Document segment >>
Subject: Too old to start training for olympics?
Hey coach, I have been a cheerleader since I was 6 and am now 15. I just started tumbling exactly 3 months ago at a local gym. Before going to the gym I taught myself everything. I am now in cheer 2 and am about to move up to cheer 3. I want to finish tumbling and as soon as I get to cheer 4 I want to switch gymnastics. I am fearless but am I too old?
As has been mentioned numerous times on this web site, age is not the limitation most likely to cause you any problems with your Olympic dream. Adapting to the differences and requirements and the amount, intensity and level of training that gymnastics requires is the question.
Age is the Least of the Challenges
At your age, the primary problem is not how old you are, but can you arrange your life to train full-time for the next 5 – 9 years. You will obviously not be ready for the 2012 Olympics and it will be another 4 more years until the 2016 Olympics at which time you will be 19 years old. You would be 23 years old at the 2020 Olympics. Being either age 19 or age 23 is not in any way too old to physically compete in the Olympics, but can you find time in your life to train intensely enough during those years of your life.
Who Is Going to Pay for Your Training?
An even bigger question may be is will your parents support you and pay for your training for that many years, especially when most young people go off to college or go to work at around age 18? To be ready in five years, you would likely need to train 8 hours a day until 2016 to get ready. You could train only 4 – 5 hours per day between now and 2020, and get in enough training. Doesn’t leave a lot of time free to work and earn money. So will your parents pay for it and let you live at home? Or could you work at a job full-time to support yourself and pay for your training for that long? When gymnasts are young and their parents pay for and provide everything, it is much easier to train.
Cheer Strength and Flexibility vs. Gymnastics Strength and Flexibility
The level of strength required to be a gymnast is greater than the strength that most cheerleaders possess, especially upper body strength for bars. You will likely want to start a high intensity weight training program to give yourself a jump start on gymnastic strength training. Cheer and gymnastics flexibility requirements are not so different, so if you were a flexible cheerleader, you are well on your way to being flexible enough for gymnastics.

Written request 1 >> According to the coaching reply about Olympic training, how old would the cheerleader be at the 2020 Olympics?
Written request 2 >> Please give the coaching reply about Olympic training again, starting at "As has been" and ending at "is the question.", substituting "website" for "web site".
Written request 3 >> Resume the coaching reply about Olympic training after its final sentence.

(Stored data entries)
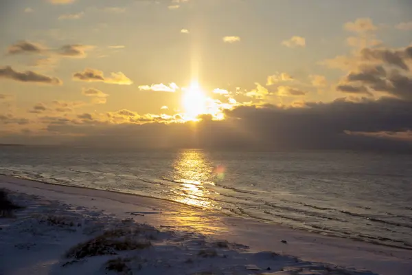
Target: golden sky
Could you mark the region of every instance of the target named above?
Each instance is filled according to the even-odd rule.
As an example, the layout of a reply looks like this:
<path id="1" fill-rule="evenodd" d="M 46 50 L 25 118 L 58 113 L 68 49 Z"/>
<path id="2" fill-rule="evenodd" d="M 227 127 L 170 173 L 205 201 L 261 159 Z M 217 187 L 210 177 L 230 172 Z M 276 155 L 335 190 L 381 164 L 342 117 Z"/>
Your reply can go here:
<path id="1" fill-rule="evenodd" d="M 254 123 L 247 122 L 265 110 L 287 113 L 285 121 L 296 112 L 321 113 L 323 121 L 330 116 L 325 109 L 343 102 L 343 109 L 355 106 L 371 119 L 369 106 L 382 110 L 389 101 L 412 100 L 412 6 L 407 1 L 0 5 L 0 142 L 58 144 L 107 136 L 119 125 L 192 129 L 205 120 L 250 138 L 254 130 L 248 125 Z M 255 112 L 235 116 L 242 110 Z M 370 121 L 358 127 L 341 121 L 344 113 L 334 114 L 341 125 L 335 133 L 409 140 L 409 117 L 389 113 L 394 117 L 387 120 L 400 122 L 398 127 L 369 129 Z M 225 124 L 231 120 L 231 126 Z M 236 120 L 247 124 L 233 126 Z M 155 132 L 168 136 L 167 129 Z M 256 135 L 268 140 L 276 136 L 270 132 Z"/>

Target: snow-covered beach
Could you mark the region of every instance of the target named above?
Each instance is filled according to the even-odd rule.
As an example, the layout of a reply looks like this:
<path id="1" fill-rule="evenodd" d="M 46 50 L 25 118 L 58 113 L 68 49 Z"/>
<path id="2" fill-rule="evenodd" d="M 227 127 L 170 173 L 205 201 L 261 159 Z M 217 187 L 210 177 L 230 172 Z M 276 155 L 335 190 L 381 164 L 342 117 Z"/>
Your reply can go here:
<path id="1" fill-rule="evenodd" d="M 411 250 L 165 200 L 3 176 L 0 188 L 23 207 L 14 217 L 0 219 L 1 274 L 119 270 L 144 274 L 409 275 L 412 270 Z"/>

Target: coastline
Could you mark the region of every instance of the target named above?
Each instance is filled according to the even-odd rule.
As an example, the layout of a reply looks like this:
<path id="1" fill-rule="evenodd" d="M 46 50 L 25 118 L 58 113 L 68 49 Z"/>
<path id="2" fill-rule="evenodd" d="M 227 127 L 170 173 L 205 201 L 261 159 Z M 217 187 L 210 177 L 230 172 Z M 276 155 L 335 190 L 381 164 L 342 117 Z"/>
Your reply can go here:
<path id="1" fill-rule="evenodd" d="M 192 232 L 242 243 L 253 252 L 273 251 L 311 262 L 365 269 L 382 275 L 408 275 L 412 270 L 410 250 L 227 217 L 174 201 L 4 176 L 0 176 L 0 188 L 104 210 L 118 219 L 133 218 L 136 222 L 158 228 Z M 287 243 L 282 240 L 287 241 Z"/>

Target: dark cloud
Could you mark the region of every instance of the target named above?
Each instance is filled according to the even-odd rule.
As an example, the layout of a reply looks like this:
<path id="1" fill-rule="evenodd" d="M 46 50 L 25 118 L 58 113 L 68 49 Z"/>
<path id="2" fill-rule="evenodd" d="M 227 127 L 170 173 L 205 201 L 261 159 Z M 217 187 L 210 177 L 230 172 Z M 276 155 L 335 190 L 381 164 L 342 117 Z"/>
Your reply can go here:
<path id="1" fill-rule="evenodd" d="M 7 50 L 8 54 L 36 54 L 45 56 L 58 55 L 63 57 L 84 58 L 87 51 L 94 49 L 94 46 L 81 44 L 65 45 L 58 49 L 49 49 L 42 45 L 30 41 L 19 41 Z"/>
<path id="2" fill-rule="evenodd" d="M 82 119 L 82 120 L 93 120 L 93 116 L 91 116 L 91 114 L 87 113 L 84 113 L 82 115 L 78 115 L 78 118 Z"/>
<path id="3" fill-rule="evenodd" d="M 30 111 L 30 113 L 41 113 L 49 111 L 49 109 L 43 103 L 37 103 L 33 107 L 33 109 Z"/>
<path id="4" fill-rule="evenodd" d="M 308 92 L 297 88 L 288 86 L 279 86 L 277 87 L 277 94 L 281 96 L 304 96 Z"/>
<path id="5" fill-rule="evenodd" d="M 58 78 L 45 76 L 32 71 L 19 72 L 14 71 L 10 66 L 0 67 L 0 78 L 12 79 L 16 81 L 60 85 L 62 80 Z"/>
<path id="6" fill-rule="evenodd" d="M 10 46 L 7 50 L 7 53 L 9 54 L 41 54 L 46 49 L 41 45 L 29 41 L 19 41 Z"/>
<path id="7" fill-rule="evenodd" d="M 132 123 L 150 118 L 121 113 L 122 123 L 100 121 L 84 113 L 78 116 L 80 120 L 49 123 L 46 129 L 61 138 L 81 134 L 71 144 L 97 146 L 412 151 L 412 140 L 376 134 L 412 130 L 412 102 L 394 98 L 306 102 L 301 108 L 239 107 L 227 111 L 225 120 L 203 116 L 200 122 L 157 123 L 152 118 L 151 123 Z"/>
<path id="8" fill-rule="evenodd" d="M 391 65 L 409 71 L 409 68 L 405 63 L 404 58 L 409 57 L 410 51 L 410 47 L 405 48 L 402 51 L 385 48 L 365 48 L 360 51 L 360 55 L 366 60 L 379 60 L 385 64 Z"/>
<path id="9" fill-rule="evenodd" d="M 404 100 L 412 101 L 412 78 L 400 70 L 389 72 L 380 67 L 360 67 L 357 72 L 351 72 L 344 79 L 345 84 L 338 86 L 339 91 L 357 94 L 369 94 L 369 89 L 386 92 Z M 360 86 L 354 87 L 353 83 Z"/>
<path id="10" fill-rule="evenodd" d="M 89 68 L 74 74 L 73 78 L 83 81 L 104 81 L 104 77 L 101 71 Z"/>
<path id="11" fill-rule="evenodd" d="M 336 86 L 336 89 L 339 91 L 349 94 L 363 94 L 371 96 L 371 94 L 364 86 L 352 86 L 350 85 L 340 85 Z"/>
<path id="12" fill-rule="evenodd" d="M 0 113 L 0 124 L 19 124 L 25 125 L 30 123 L 30 120 L 27 118 L 16 118 L 11 113 L 1 114 Z"/>
<path id="13" fill-rule="evenodd" d="M 111 77 L 104 77 L 103 72 L 98 69 L 87 68 L 83 72 L 75 73 L 73 79 L 85 82 L 104 82 L 105 83 L 130 85 L 133 82 L 122 72 L 111 73 Z"/>

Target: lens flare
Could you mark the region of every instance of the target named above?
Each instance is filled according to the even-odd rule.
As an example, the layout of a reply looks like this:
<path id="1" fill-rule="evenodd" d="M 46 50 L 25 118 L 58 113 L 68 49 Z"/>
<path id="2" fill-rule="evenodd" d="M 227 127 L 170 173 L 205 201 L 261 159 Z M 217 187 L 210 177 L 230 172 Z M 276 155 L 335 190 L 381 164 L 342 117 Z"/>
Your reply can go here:
<path id="1" fill-rule="evenodd" d="M 220 181 L 225 179 L 225 172 L 226 168 L 222 164 L 218 165 L 215 168 L 214 171 L 215 175 L 216 175 L 216 178 Z"/>

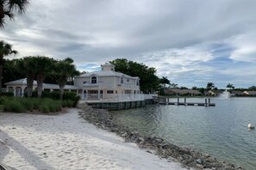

Reply 1 >> 23 years old.

Reply 2 >>
As has been mentioned numerous times on this website, age is not the limitation most likely to cause you any problems with your Olympic dream. Adapting to the differences and requirements and the amount, intensity and level of training that gymnastics requires is the question.

Reply 3 >>
From Cheerleading to Gymnastics
Let’s talk about training – as a cheerleader, you have experience with basic (very basic for gymnastics) tumbling and dance. The level of dance in cheerleading, especially if it was competitive cheer, may be a fairly good basis for floor routine choreography. You may have enough basic dance moves on which to help build a floor routine. So you have some basis for one of the four women’s gymnastics events, floor exercise.
The Other 3 Events?
Vault, bars and beam are a completely different matter and you will be starting at the beginning. Those new to the sport have to learn to adapt to training and competing on a unique set of apparatus. Fearless is a very good trait to have, because vaulting is often a big hurdle for new gymnasts to overcome. And beam has its own set of mental challenges to tumble and dance on 4 inches, 4 feet in the air. Bars will take a level of strength and new gymnasts must get used to doing skills on a bar 8 feet off the ground. Essentially, cheerleaders are doing one event (which combines, tumbling and dance like gymnastics) but gymnasts are required to do an additional three events, which use equipment that takes time to get used to.
Social Differences between Cheerleading and Gymnastics
Gymnastics is a sport where gymnasts build strong friendships. But, in many ways, it is a less social sport than cheerleading, because while gymnasts are on teams, it is really, essentially, an individual sport. Also, the number of gymnasts training at a high level in virtually any gym, who are age 15 and above, are going to be few in number or you could be the only one. Most team gymnasts are ages 7 – 13 and the older ones who stay in the sport, tend to be high level gymnasts. Contrast that to a team of cheerleaders, where the whole group is of a very similar age and level. The social life in a gymnastics gym is very different from a cheer gym and team.
The Difficulty Levels of Gymnastics vs Cheerleading
In essence, since cheer is a primarily synchronized presentation, the skills, tumbling and choreography of cheerleading routines are watered down, so the least athletic and least talented cheerleader in the group or on the team can do them all, and do them in synchronization with the rest of the squad. Sure, there are some cheerleaders who do some more difficult tumbling passes (or one flyer) who does a more difficult pass or skill in a cheer routine. But in gymnastics, in many ways, the gymnast with the most difficulty wins. At the upper levels of the sport, the rules virtually require that every skill of every category be difficult. Gymnasts are required to perform way more difficult skills than cheerleaders, and on all four events.
What is Banned in Cheerleading is Required in Gymnastics
Double backs are banned in cheerleading competition, as they should be. But high level gymnasts are required to do high level tumbling skills, much more difficult than double backs, like full and double twisting double backs and Arabian double fronts. And they must land them on their feet by themselves. There is no one (and certainly no group) there to spot them and catch them when they are competing on floor.
It Can Be Done! It Has Been Done! It Will be Done Again in the Future!
Don’t get me wrong – you or some other cheerleader can and will make the change from cheerleading to high level gymnastics. This is not an article trying to convince you, that you can’t do this, or that it cannot be done. It has happened before and it will happen again. Someone will do this, whether it is you, or someone else. If you really want it to be you, get started now. You are going to have a great time, learn a lot and have a new definition for fun. We are cheering for you!